Task prompt: Output all of the entries below precisely as written.

Location labeling records:

--------

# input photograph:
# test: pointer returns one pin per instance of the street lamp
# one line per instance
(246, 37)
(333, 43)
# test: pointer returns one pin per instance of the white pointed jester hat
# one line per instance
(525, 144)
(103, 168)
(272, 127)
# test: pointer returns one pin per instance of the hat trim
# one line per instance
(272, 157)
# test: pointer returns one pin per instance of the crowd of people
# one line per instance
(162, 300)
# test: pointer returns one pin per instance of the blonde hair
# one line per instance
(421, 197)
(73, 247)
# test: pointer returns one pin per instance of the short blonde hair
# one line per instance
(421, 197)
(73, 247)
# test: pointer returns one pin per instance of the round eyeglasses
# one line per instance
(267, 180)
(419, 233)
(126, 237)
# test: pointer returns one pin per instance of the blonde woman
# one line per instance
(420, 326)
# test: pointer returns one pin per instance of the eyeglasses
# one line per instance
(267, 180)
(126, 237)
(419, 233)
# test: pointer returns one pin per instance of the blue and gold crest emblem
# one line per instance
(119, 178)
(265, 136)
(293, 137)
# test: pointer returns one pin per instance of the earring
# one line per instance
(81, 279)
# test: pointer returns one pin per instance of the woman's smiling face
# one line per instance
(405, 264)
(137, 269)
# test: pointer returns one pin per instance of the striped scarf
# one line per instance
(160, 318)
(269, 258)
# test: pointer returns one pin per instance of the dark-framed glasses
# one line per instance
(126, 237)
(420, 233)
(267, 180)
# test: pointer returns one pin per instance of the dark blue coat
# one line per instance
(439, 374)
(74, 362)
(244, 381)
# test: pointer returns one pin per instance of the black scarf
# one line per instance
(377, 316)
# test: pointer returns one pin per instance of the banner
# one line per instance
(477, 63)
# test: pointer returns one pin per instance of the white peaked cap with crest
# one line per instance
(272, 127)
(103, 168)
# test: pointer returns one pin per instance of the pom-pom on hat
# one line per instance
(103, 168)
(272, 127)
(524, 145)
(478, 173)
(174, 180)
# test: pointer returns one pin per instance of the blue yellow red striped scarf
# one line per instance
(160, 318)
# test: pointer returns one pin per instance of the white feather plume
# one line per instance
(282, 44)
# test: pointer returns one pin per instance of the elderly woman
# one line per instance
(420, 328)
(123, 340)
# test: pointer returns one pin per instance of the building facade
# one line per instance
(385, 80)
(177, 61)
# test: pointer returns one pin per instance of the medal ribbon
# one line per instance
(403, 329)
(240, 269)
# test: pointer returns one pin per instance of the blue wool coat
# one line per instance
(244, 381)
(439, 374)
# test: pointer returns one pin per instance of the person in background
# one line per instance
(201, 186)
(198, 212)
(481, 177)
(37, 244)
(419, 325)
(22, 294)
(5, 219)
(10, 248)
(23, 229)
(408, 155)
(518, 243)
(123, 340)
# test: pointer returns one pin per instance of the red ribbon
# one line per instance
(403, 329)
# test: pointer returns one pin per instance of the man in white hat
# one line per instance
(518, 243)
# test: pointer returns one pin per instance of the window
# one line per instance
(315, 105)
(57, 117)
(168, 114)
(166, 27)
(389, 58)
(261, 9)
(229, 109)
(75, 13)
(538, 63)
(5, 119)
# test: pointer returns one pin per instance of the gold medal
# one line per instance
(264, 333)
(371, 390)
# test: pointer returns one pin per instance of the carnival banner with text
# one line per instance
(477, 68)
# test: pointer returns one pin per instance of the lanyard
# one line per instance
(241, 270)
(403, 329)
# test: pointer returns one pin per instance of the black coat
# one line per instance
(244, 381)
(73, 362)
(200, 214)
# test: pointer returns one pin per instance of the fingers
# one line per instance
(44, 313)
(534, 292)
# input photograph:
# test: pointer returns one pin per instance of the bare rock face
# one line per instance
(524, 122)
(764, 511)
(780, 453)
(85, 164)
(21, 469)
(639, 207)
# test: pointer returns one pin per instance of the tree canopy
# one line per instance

--------

Exercise result:
# input photograph:
# test: pointer returns one pin per instance of the street lamp
# one line per instance
(246, 37)
(333, 43)
# test: pointer returns one pin per instance of the white pointed jester hat
# one line per instance
(525, 144)
(103, 168)
(272, 127)
# test: pointer returns one pin per instance of the hat trim
# one line per instance
(272, 157)
# test: pointer returns one pin per instance of the crowd of people
# one line per instance
(162, 300)
# test: pointer returns one pin per instance of the blonde hair
# one line per instance
(421, 197)
(73, 247)
# test: pointer returns one pin per instance of the short blonde hair
# one line per instance
(421, 197)
(73, 247)
# test: pointer returns one pin per instance of the round eyeglasses
# one line per instance
(267, 180)
(419, 233)
(126, 237)
# test: pointer returns one pin per instance of the blonde woman
# one line per instance
(420, 326)
# test: pointer returns one pin per instance of the eyeglasses
# one line per instance
(267, 180)
(126, 237)
(419, 233)
# test: pointer returns one pin per instance of the blue and gold crest emblem
# one line per instance
(119, 178)
(265, 136)
(293, 137)
# test: pointer returns one pin per instance of the earring
# one line per instance
(81, 279)
# test: pointer returns one pin per instance of the woman's smiling face
# one line per instance
(405, 264)
(137, 269)
# test: pointer returns one pin per instance of the striped scarf
# one line per instance
(160, 318)
(269, 258)
# test: pointer returns one pin per instance of the dark-framed glasses
# one line per instance
(126, 237)
(420, 233)
(267, 180)
# test: pointer returns one pin per instance of the dark blue coat
# one line per instance
(439, 374)
(74, 362)
(244, 381)
# test: pointer returns one pin per instance of the black scarf
# one line per instance
(377, 316)
# test: pointer returns one pin per instance of the banner
# one line per instance
(477, 63)
# test: pointer returns one pin per instance of the white peaked cap with crest
# one line per instance
(272, 127)
(103, 168)
# test: pointer returns one pin per instance of the pom-pom on hat
# one line per instance
(103, 168)
(272, 127)
(524, 145)
(478, 173)
(174, 180)
# test: pointer returns one pin per instance of the blue yellow red striped scarf
# one line per instance
(160, 318)
# test: pointer returns one pin per instance of the white feather plume
# one line per instance
(282, 44)
# test: pointer returns one pin per instance of the elderly woman
# one line per instance
(420, 328)
(123, 340)
# test: pointer returns one pin per instance of the building facade
# one line per instance
(385, 80)
(177, 61)
# test: pointer returns one pin per instance of the medal ribbon
# one line per instance
(403, 329)
(240, 269)
# test: pointer returns one pin per instance of the blue wool coat
# one line per instance
(244, 381)
(439, 374)
# test: pointer returns one pin per instance of the person in background
# one line per instance
(201, 186)
(198, 212)
(481, 177)
(37, 244)
(419, 325)
(22, 294)
(5, 219)
(10, 248)
(23, 229)
(408, 155)
(518, 243)
(123, 340)
# test: pointer returns one pin per instance of the red ribbon
# one line per instance
(403, 329)
# test: pointer returns one pin per instance of the man in white hat
# one line per instance
(518, 243)
# test: pointer returns one pin per instance of the window
# one line per instance
(315, 105)
(57, 117)
(168, 114)
(166, 27)
(389, 58)
(261, 9)
(229, 109)
(75, 13)
(538, 63)
(5, 119)
# test: pointer returns one pin per instance of the gold medal
# one line per instance
(264, 333)
(371, 390)
# test: pointer returns one pin per instance of the carnival banner with text
# one line per instance
(477, 68)
# test: pointer returns one pin per instance of the lanyard
# one line per instance
(241, 270)
(403, 329)
# test: pointer returns one pin per instance of the black coat
# one line per instance
(244, 381)
(73, 362)
(200, 214)
# test: pointer returns one pin per instance of the fingers
# one line per instance
(44, 313)
(534, 292)
# input photograph:
# test: pointer returns one pin per instance of the bare rock face
# one line per instance
(524, 122)
(764, 511)
(780, 453)
(85, 164)
(21, 469)
(639, 207)
# test: pointer returns one pin per instance of the tree canopy
# one line per instance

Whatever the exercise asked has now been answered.